Problem details:
Return each of the entries below verbatim, keeping every line unchanged.
· · ·
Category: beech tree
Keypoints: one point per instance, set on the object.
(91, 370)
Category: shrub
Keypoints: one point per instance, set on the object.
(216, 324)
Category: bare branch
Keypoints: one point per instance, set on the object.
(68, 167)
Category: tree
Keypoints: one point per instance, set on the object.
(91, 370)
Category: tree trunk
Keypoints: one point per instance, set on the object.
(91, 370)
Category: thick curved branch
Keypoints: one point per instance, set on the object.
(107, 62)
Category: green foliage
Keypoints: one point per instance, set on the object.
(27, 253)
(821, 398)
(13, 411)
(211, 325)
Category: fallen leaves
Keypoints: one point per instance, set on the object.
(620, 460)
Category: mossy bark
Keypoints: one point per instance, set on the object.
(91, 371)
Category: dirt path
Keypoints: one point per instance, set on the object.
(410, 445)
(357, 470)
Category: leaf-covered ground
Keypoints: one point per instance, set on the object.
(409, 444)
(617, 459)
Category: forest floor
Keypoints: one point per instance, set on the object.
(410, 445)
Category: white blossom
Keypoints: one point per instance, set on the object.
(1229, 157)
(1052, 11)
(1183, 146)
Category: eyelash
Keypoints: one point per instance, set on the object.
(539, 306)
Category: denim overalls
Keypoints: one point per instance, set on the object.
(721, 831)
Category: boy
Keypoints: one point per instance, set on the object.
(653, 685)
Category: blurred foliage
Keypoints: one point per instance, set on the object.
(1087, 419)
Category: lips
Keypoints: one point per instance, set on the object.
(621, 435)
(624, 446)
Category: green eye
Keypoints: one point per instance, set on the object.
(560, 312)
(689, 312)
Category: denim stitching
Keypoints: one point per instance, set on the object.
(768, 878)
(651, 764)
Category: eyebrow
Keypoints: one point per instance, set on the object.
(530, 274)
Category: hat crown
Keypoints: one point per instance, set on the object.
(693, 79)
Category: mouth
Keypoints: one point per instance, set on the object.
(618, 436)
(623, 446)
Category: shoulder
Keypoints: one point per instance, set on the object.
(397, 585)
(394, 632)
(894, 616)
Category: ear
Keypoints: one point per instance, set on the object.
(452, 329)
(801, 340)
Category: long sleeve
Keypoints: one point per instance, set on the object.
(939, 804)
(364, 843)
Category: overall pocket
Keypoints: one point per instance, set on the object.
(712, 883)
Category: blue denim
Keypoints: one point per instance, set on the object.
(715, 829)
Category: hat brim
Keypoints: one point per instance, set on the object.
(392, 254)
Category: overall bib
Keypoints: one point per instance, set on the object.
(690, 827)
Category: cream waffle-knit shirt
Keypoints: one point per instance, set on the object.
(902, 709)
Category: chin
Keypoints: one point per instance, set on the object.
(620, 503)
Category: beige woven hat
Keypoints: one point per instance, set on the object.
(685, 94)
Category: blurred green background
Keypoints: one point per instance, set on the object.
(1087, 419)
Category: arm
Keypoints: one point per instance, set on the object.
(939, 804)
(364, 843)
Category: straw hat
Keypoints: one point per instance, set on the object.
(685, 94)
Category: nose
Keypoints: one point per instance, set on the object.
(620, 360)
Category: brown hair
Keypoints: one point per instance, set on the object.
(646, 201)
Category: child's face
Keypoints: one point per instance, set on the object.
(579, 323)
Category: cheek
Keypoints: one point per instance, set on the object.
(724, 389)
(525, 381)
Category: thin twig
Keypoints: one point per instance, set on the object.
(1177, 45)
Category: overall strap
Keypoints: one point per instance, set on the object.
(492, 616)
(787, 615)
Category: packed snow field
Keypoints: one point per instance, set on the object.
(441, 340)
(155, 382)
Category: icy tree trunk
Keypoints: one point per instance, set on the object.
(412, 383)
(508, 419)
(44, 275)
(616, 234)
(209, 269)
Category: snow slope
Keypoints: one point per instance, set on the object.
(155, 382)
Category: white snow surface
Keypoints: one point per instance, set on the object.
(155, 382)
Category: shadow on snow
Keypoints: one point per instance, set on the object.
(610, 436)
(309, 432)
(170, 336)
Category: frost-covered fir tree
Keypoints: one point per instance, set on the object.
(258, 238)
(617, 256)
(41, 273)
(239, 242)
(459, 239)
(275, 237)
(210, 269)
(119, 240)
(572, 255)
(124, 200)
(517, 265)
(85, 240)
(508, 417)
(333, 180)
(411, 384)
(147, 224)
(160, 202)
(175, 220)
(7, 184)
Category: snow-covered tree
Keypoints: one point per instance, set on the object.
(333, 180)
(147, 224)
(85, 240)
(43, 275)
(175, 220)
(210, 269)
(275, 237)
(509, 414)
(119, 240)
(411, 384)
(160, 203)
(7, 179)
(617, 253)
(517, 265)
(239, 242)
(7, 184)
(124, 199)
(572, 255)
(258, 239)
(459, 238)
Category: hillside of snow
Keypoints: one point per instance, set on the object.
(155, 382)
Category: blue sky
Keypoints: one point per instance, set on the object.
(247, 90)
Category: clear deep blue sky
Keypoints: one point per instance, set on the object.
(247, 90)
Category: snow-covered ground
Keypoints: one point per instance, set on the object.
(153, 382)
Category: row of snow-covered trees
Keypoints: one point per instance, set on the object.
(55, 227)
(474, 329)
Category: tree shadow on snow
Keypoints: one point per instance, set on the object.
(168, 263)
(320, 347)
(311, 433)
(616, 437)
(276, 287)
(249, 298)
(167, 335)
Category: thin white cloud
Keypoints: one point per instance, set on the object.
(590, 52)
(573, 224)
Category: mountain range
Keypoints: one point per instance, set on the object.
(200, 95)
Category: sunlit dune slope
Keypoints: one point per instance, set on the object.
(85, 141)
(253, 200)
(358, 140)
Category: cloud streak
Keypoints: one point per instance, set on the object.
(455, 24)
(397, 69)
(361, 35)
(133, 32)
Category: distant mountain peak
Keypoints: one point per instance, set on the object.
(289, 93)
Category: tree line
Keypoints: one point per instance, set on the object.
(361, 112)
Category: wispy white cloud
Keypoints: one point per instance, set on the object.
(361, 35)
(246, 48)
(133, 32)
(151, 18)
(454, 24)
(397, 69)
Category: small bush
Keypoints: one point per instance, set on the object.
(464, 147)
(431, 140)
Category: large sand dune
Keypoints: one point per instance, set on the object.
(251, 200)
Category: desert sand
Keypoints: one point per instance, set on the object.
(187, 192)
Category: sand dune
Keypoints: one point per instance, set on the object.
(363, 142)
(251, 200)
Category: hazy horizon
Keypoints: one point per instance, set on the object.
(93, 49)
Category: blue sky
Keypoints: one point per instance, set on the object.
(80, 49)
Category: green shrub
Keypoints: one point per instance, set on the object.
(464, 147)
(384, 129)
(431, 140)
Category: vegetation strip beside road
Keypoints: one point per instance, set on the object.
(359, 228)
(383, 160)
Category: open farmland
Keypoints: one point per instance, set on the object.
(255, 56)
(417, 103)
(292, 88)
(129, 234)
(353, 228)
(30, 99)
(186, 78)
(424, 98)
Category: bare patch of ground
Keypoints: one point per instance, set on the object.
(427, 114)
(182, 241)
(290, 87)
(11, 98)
· · ·
Output of the task:
Category: beech tree
Keypoints: one point per instance, set on the object.
(91, 370)
Category: shrub
Keypoints: one point per instance, set on the object.
(216, 324)
Category: bare branch
Keypoints: one point per instance, set on the object.
(68, 167)
Category: tree
Keypoints: one point per instance, set on the object.
(91, 370)
Category: tree trunk
Keypoints: one point per instance, set on the object.
(91, 370)
Category: thick curved branch
Keypoints: one point per instance, set on the object.
(107, 62)
Category: green foliage
Keypoints: one point per instance, set on the object.
(27, 253)
(821, 398)
(13, 411)
(211, 325)
Category: fallen leaves
Keypoints: one point per instance, set on the object.
(620, 460)
Category: mossy bark
Keypoints: one point per instance, set on the object.
(91, 371)
Category: dirt path
Keypoints: one point per instance, set on the object.
(410, 445)
(357, 470)
Category: leaf-covered ground
Keypoints: one point per instance, set on the object.
(409, 444)
(617, 459)
Category: forest floor
Keypoints: one point per instance, set on the object.
(410, 445)
Category: white blossom
Keypoints: one point per instance, set on the object.
(1229, 157)
(1052, 11)
(1183, 146)
Category: eyelash
Keypoints: one point per instance, set on the object.
(539, 306)
Category: denim overalls
Keypoints: one point per instance, set on the object.
(721, 831)
Category: boy
Keypoints: one point per instance, set on the object.
(653, 685)
Category: blurred foliage
Keypoints: one point per instance, set on the object.
(1087, 419)
Category: lips
Keypoints: one point per instance, set on the object.
(621, 435)
(624, 446)
Category: green eye
Keypoints: one point per instance, set on the object.
(560, 312)
(689, 312)
Category: denim stitching
Keypoints: one point per instance, set on the object.
(768, 878)
(651, 764)
Category: eyebrow
Keypoints: one point per instance, set on the object.
(530, 274)
Category: hat crown
Keypoints: one point per instance, set on the object.
(693, 79)
Category: mouth
Keypoints: one point per instance, set on the object.
(618, 436)
(623, 446)
Category: shoulder
Keypoints: one point per instance, set on the object.
(397, 585)
(394, 632)
(894, 616)
Category: ear
Keypoints: one point per instance, set on the object.
(452, 329)
(801, 340)
Category: long sleeve
Keypoints: one point per instance, set on the object.
(939, 804)
(364, 843)
Category: overall pocket
Keypoints: one point per instance, set on the object.
(712, 883)
Category: blue denim
Keypoints: one point per instance, set on the object.
(715, 829)
Category: hat brim
Keypoints: one point per instance, set on the object.
(392, 254)
Category: overall bib
Keypoints: one point per instance, set on the object.
(690, 827)
Category: cream waffle-knit shirt
Keypoints: one point per instance, set on the object.
(902, 709)
Category: chin
Keypoints: one point per instance, set on the object.
(620, 503)
Category: beige woven hat
Keypoints: one point per instance, set on the object.
(685, 94)
Category: blurred green background
Keypoints: one point per instance, set on the object.
(1087, 419)
Category: arm
Keypoints: one point per instance, set on the object.
(939, 804)
(364, 843)
Category: straw hat
Keypoints: one point per instance, set on the object.
(685, 94)
Category: nose
Keypoints: one point per instance, set on the object.
(620, 360)
Category: brown hair
Keypoints: one point per instance, set on the object.
(646, 201)
Category: child's face
Keypoints: one point per instance, set on the object.
(579, 323)
Category: cheek
Keypoints: one point per instance, set on the object.
(724, 389)
(525, 381)
Category: thin twig
Keypoints: one point per instance, set on the object.
(1177, 45)
Category: overall strap
Keypoints: one point per instance, set on the object.
(492, 616)
(787, 615)
Category: packed snow field
Keypoints: one point per instance, set on the object.
(441, 340)
(155, 382)
Category: icy tree trunk
Keypoints: one point per instance, set on the object.
(412, 383)
(508, 419)
(44, 275)
(616, 234)
(209, 269)
Category: snow slope
Keypoints: one point per instance, set on the object.
(155, 382)
Category: white snow surface
Keypoints: one point per instance, set on the object.
(155, 382)
Category: shadow on snow
Keypoints: one point per instance, set on the object.
(610, 436)
(309, 432)
(170, 336)
Category: frost-covered fir tree
Keypoints: one point per instance, set on the object.
(258, 238)
(617, 256)
(41, 273)
(239, 242)
(459, 239)
(275, 237)
(210, 269)
(119, 240)
(572, 255)
(124, 200)
(517, 265)
(85, 240)
(508, 417)
(333, 180)
(411, 384)
(147, 224)
(160, 202)
(175, 220)
(7, 184)
Category: snow-covered tree
Keypoints: one point per instance, set on the object.
(333, 180)
(147, 224)
(85, 240)
(43, 275)
(175, 220)
(210, 269)
(275, 237)
(509, 414)
(119, 240)
(411, 384)
(160, 203)
(7, 179)
(617, 253)
(517, 265)
(239, 242)
(7, 184)
(124, 199)
(572, 255)
(258, 239)
(459, 238)
Category: hillside of snow
Keypoints: one point per instance, set on the object.
(155, 382)
Category: blue sky
Keypoints: one point per instance, set on the object.
(247, 90)
Category: clear deep blue sky
Keypoints: one point per instance, set on the object.
(247, 90)
Category: snow-covered ground
Keypoints: one point per instance, set on the object.
(153, 382)
Category: row of snow-covered trees
Keypoints: one point per instance, set on the object.
(55, 227)
(474, 329)
Category: tree shadow on snow
Keypoints: one point per instance, set on the object.
(168, 263)
(320, 347)
(311, 433)
(616, 437)
(276, 287)
(249, 298)
(167, 335)
Category: thin white cloud
Keypoints: one point per instance, set on the object.
(590, 52)
(573, 224)
Category: mountain range
Keypoints: one point per instance, set on the object.
(200, 95)
Category: sunlit dune slope
Keypoints: one point per instance, set on the object.
(85, 141)
(253, 200)
(358, 140)
Category: cloud streak
Keypoints: one point per instance, set on the object.
(455, 24)
(397, 69)
(361, 35)
(133, 32)
Category: distant mountain peak
Keypoints: one point per instance, set on the object.
(289, 93)
Category: tree line
Keypoints: one point per instance, set on the object.
(361, 112)
Category: wispy white cloud
Keypoints: one point per instance, set on the object.
(361, 35)
(246, 48)
(133, 32)
(151, 18)
(454, 24)
(397, 69)
Category: small bush
Keypoints: one point per instance, set on the object.
(464, 147)
(431, 140)
Category: large sand dune
Keypoints: one point per instance, set on the object.
(251, 200)
Category: desert sand
Keypoints: one point per instance, set on the object.
(187, 192)
Category: sand dune
Keypoints: one point per instance, set on the object.
(363, 142)
(251, 200)
Category: hazy horizon
Keypoints: one point per instance, set on the object.
(93, 49)
Category: blue sky
Keypoints: one point per instance, set on the object.
(80, 49)
Category: green shrub
Keypoints: one point per instance, set on the object.
(464, 147)
(384, 129)
(431, 140)
Category: vegetation strip beside road
Keypoints: one point per instance, set on the object.
(359, 228)
(383, 160)
Category: open farmland
Keypoints: one point per instance, set on the object.
(255, 56)
(417, 103)
(292, 88)
(129, 234)
(353, 228)
(30, 99)
(186, 78)
(424, 98)
Category: bare patch of ground
Keypoints: one point per instance, set on the object.
(427, 114)
(182, 241)
(290, 87)
(11, 98)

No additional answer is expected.